# WRITTEN PROBLEM:
Edit the records below by changing every "indicate" to "mark" and leaving everything else as it is.

───── EXTRACTED DATA

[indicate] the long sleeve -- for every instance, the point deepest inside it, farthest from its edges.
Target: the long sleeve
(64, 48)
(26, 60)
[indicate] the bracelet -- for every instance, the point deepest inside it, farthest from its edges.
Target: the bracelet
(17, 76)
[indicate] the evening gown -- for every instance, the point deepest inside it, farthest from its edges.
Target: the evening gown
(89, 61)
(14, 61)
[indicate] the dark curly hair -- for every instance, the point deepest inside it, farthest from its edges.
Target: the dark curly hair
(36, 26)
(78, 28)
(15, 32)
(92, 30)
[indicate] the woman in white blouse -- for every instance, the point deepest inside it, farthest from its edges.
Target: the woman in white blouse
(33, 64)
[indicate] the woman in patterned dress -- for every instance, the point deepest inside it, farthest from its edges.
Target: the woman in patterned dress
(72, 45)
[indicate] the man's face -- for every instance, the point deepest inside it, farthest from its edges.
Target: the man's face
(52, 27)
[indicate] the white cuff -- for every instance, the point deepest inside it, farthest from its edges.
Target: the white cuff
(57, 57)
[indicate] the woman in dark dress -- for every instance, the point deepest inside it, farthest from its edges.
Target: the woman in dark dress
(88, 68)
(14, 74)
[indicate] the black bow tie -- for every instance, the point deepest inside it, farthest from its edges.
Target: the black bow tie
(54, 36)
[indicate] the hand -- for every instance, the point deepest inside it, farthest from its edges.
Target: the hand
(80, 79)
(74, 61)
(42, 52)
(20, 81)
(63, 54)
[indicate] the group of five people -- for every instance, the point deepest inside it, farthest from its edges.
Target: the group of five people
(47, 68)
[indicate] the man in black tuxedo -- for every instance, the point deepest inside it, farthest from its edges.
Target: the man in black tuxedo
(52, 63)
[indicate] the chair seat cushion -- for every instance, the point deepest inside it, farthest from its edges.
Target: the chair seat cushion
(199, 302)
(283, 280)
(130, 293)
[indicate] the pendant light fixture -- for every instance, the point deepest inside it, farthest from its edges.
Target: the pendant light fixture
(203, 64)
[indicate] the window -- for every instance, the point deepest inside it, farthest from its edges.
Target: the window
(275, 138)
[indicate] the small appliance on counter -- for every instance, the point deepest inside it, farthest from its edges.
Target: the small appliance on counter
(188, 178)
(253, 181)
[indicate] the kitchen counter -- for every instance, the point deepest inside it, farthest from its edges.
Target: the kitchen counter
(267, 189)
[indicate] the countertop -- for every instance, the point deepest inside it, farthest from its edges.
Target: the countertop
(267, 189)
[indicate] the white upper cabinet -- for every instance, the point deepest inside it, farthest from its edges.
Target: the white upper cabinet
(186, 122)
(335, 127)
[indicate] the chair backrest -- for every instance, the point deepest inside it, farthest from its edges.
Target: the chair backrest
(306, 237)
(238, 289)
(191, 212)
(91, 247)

──────────

# IN RESPONSE:
[mark] the long sleeve -- for every instance, the point deepest inside it, farthest from its edges.
Target: the long sleeve
(64, 48)
(26, 60)
[mark] the bracelet -- for every instance, the point deepest inside it, farthest from its edges.
Target: the bracelet
(17, 76)
[mark] the evening gown -- for every instance, the point deepest inside it, farthest from its edges.
Target: the evening gown
(89, 61)
(14, 61)
[mark] the dark curly hair -- for every instance, the point deepest inside it, farthest from its edges.
Target: the dark curly hair
(36, 26)
(78, 28)
(15, 32)
(92, 30)
[mark] the woman in white blouse -- for every instance, the point deepest inside it, farthest from its edges.
Target: the woman in white blouse
(33, 64)
[mark] the woman in patterned dress -- for every instance, the point deepest inside it, farthest from its edges.
Target: the woman in patterned dress
(72, 45)
[mark] the man's face -- for every instance, the point deepest inside it, farthest from its edges.
Target: the man's face
(52, 27)
[mark] the white cuff -- for every instance, the point deepest inside it, farthest from its edges.
Target: the white cuff
(57, 57)
[mark] the woman in dark dress -- for every instance, the point deepest inside it, farthest from its edges.
Target: the woman in dark dress
(88, 68)
(14, 74)
[mark] the black bow tie -- for every instance, the point deepest inside it, farthest from its edges.
Target: the black bow tie
(54, 36)
[mark] the hand -- for every instance, the point deepest inside it, farthest from its edges.
Target: the hand
(80, 79)
(74, 61)
(42, 52)
(20, 81)
(63, 54)
[mark] the group of five people -- for every instance, the point deepest inside it, farthest from its edges.
Target: the group of five people
(47, 68)
[mark] the man in black tuxedo -- for every instance, the point deepest inside it, farthest from its edges.
Target: the man in black tuxedo
(52, 63)
[mark] the chair seat cushion -- for every instance, the point deepest inside it, farthest from its edges.
Target: the chair seat cushion
(199, 302)
(283, 280)
(130, 293)
[mark] the pendant light fixture -- for every instance, the point deepest inside it, farthest from its edges.
Target: the pendant light fixture
(203, 64)
[mark] the window -- for every instance, the point deepest inside it, farthest from its edges.
Target: the window
(275, 138)
[mark] the small appliance on counter -- for every instance, the point deepest inside it, farthest from its edges.
Target: the small appliance on counter
(188, 178)
(253, 181)
[mark] the kitchen counter -- for every instance, the point deepest inside it, farthest from its edges.
Target: the kitchen counter
(267, 189)
[mark] the countertop -- for every instance, the point deepest inside it, farthest from its edges.
Target: the countertop
(267, 189)
[mark] the white upper cabinet -- for every instance, the point deepest inside it, farthest from its edges.
Target: the white upper cabinet
(186, 122)
(335, 127)
[mark] the chair backrest -- for every instance, the point deepest inside it, farthest from its edges.
Target: the chair backrest
(306, 237)
(238, 289)
(191, 212)
(91, 247)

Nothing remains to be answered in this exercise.